→ **PAGE EXTRACT**

Cricket information
- Batting: Right-handed
- Bowling: Right-arm off break

International information
- National side: India (1974–1979);
- Test debut (cap 131): 6 June 1974 v England
- Last Test: 16 December 1977 v Australia
- ODI debut (cap 7): 13 July 1974 v England
- Last ODI: 16 June 1979 v Sri Lanka

Career statistics
| Competition | Test | ODI |
| Matches | 21 | 10 |
| Runs scored | 972 | 243 |
| Batting average | 29.45 | 30.37 |
| 100s/50s | 1/5 | 0/1 |
| Top score | 115* | 82 |
| Catches/stumpings | 17/– | 1/– |
- Source: ESPNcricinfo, 11 November 2020

= Brijesh Patel =

Indian former cricketer (born 1952)

Brijesh Patel (born 24 November 1952) is a former Indian cricketer who played for the Indian national cricket team as a right-handed batsman from 1974 until 1979. After retirement, he served as the Indian Premier League chairman between 2019 and 2022.

== Biography ==

Patel played in 21 test matches from 1974 to 1977, and sustained a batting average of 29.45. He was also a bowler, but was never asked to deliver his right-arm off breaks for his national team. His highest test score was 115 not out. He was regarded as an excellent fielder normally covering areas around cover and point. He was never dismissed for a duck in international cricket.

[Some records]
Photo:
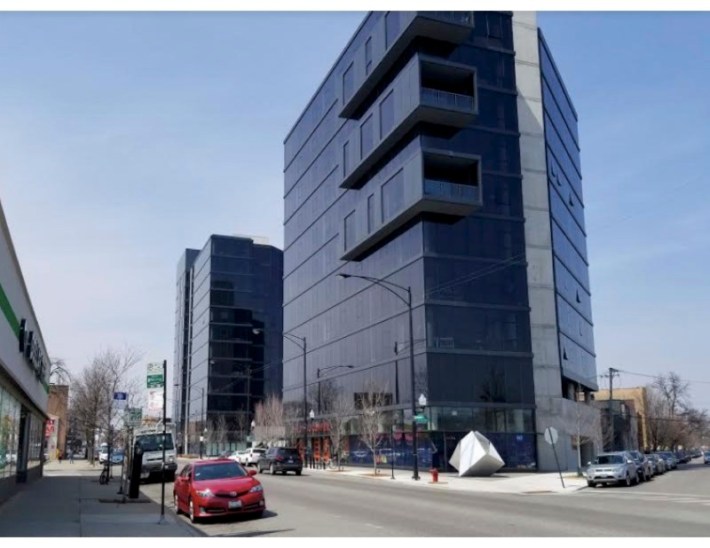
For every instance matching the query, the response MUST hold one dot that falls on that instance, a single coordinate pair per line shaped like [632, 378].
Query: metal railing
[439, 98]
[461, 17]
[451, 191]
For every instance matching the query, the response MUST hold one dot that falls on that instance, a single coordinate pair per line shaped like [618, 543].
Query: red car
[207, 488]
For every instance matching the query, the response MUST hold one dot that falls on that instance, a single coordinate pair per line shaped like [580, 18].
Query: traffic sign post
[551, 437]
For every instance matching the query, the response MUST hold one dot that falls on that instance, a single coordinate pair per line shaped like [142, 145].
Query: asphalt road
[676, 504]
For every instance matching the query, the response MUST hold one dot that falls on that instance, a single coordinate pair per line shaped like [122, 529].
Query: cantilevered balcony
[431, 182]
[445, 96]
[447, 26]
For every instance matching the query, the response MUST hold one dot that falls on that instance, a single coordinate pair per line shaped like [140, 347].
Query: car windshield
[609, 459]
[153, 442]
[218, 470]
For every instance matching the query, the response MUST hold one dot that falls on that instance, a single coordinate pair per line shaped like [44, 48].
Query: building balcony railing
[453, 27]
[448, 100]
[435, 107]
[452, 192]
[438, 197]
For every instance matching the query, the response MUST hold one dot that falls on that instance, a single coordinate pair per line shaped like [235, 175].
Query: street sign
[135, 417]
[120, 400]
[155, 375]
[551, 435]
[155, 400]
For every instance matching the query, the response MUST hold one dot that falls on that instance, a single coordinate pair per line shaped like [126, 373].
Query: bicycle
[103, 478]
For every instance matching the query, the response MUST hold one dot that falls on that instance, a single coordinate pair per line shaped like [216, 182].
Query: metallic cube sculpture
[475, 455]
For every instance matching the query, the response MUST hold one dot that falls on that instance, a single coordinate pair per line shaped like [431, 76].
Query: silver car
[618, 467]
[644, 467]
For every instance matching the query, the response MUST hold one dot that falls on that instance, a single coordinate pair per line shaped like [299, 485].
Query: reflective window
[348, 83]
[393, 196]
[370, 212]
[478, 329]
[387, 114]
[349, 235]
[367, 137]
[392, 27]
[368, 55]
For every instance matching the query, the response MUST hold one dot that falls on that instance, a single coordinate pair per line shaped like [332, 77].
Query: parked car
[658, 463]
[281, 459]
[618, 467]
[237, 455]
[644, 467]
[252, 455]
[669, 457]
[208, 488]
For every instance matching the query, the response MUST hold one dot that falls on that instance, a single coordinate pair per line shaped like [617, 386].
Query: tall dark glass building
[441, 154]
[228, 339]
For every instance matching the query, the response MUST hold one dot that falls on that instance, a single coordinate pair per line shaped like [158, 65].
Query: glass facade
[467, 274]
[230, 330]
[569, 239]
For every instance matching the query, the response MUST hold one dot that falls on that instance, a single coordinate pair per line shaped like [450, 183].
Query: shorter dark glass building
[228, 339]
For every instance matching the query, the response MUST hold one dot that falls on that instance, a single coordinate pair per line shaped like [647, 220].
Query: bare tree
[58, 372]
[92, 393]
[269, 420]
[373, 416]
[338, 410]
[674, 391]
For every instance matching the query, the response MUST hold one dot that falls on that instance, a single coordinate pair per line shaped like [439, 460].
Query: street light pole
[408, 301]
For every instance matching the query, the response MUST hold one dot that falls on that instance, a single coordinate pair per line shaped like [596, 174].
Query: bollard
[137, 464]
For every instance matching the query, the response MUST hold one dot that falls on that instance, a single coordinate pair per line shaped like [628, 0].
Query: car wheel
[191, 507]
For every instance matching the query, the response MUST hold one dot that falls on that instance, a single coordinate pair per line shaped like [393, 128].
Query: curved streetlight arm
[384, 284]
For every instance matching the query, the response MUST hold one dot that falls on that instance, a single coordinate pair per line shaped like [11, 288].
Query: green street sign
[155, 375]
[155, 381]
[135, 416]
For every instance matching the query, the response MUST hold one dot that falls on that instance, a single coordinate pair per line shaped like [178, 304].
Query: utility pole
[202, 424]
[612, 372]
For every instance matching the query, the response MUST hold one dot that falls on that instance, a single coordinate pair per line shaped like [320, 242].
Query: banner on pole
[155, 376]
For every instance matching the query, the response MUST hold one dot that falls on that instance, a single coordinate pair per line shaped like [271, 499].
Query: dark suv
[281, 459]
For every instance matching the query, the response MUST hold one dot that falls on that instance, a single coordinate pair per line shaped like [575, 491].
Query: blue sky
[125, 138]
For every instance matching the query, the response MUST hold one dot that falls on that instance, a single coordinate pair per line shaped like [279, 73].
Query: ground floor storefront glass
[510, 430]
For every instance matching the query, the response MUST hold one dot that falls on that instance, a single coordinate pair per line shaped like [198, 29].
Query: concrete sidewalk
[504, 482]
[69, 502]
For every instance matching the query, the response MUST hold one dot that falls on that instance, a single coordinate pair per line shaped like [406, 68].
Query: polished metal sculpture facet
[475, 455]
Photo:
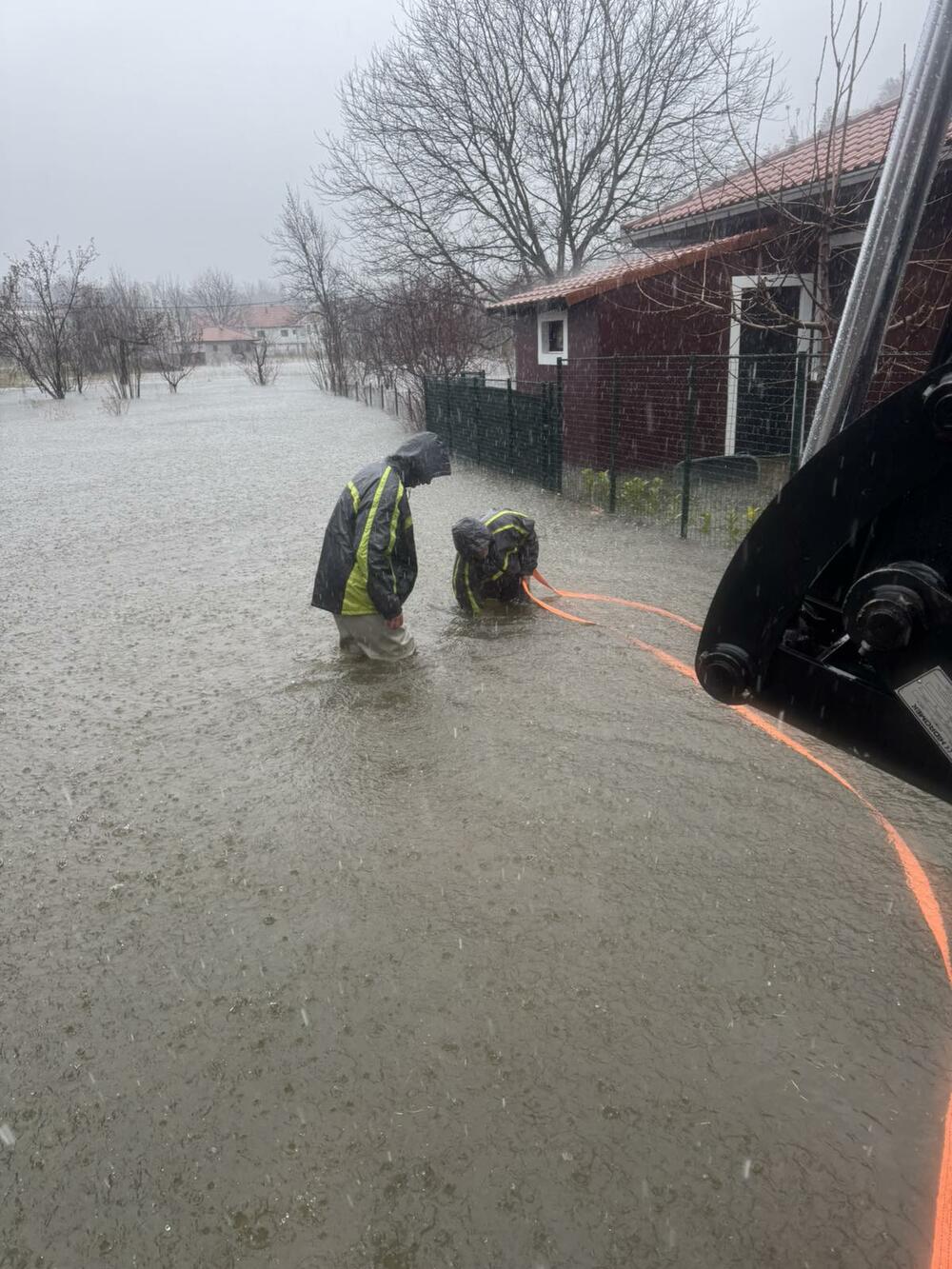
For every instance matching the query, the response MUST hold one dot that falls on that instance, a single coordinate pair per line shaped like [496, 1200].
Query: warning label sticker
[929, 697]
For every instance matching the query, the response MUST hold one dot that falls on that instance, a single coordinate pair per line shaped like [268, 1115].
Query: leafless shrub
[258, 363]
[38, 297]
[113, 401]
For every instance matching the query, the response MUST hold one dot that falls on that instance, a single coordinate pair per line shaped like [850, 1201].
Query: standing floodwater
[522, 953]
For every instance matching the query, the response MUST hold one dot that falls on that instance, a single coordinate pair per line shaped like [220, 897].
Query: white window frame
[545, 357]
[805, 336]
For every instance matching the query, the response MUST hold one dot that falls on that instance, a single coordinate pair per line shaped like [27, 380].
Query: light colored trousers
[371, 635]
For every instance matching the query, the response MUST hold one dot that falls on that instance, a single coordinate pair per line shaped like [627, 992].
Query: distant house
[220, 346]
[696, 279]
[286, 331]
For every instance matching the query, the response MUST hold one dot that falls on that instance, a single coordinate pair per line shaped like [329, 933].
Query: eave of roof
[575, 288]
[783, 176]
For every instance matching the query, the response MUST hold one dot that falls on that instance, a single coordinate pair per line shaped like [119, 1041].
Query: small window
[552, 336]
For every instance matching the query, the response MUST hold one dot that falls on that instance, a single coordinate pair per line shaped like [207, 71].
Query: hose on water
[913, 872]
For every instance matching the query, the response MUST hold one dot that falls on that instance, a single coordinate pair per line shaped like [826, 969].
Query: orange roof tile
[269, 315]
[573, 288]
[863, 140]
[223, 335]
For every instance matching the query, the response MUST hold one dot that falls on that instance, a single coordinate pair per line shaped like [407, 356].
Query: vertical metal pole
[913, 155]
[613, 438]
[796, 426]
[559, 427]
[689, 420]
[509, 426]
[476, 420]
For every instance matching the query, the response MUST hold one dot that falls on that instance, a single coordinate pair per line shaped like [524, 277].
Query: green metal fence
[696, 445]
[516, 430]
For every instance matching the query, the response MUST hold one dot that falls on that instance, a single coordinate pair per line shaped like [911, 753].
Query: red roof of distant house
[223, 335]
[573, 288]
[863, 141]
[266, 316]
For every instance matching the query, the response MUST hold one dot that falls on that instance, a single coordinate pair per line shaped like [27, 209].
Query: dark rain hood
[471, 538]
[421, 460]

→ **REQUIRED TASKS**
1. Translate this sentence from the Brijesh Patel article into Spanish: "His highest test score was 115 not out."
2. Print the portion of the Brijesh Patel article that opens with the words containing "Indian former cricketer" and closes with "in international cricket.".
3. Rewrite the paragraph of the Brijesh Patel article that begins "Patel played in 21 test matches" as a bulleted list, keeping its main facts.

→ **TASK ANSWERS**
1. Su puntuación más alta en un test fue de 115 sin ser eliminado.

2.
Indian former cricketer (born 1952)

Brijesh Patel (born 24 November 1952) is a former Indian cricketer who played for the Indian national cricket team as a right-handed batsman from 1974 until 1979. After retirement, he served as the Indian Premier League chairman between 2019 and 2022.

== Biography ==

Patel played in 21 test matches from 1974 to 1977, and sustained a batting average of 29.45. He was also a bowler, but was never asked to deliver his right-arm off breaks for his national team. His highest test score was 115 not out. He was regarded as an excellent fielder normally covering areas around cover and point. He was never dismissed for a duck in international cricket.

3.
- Played 21 Test matches from 1974 to 1977, with a batting average of 29.45.
- Was also a right-arm off-break bowler but was never asked to bowl for the national team.
- Highest Test score: 115 not out.
- Regarded as an excellent fielder, normally covering areas around cover and point.
- Never dismissed for a duck in international cricket.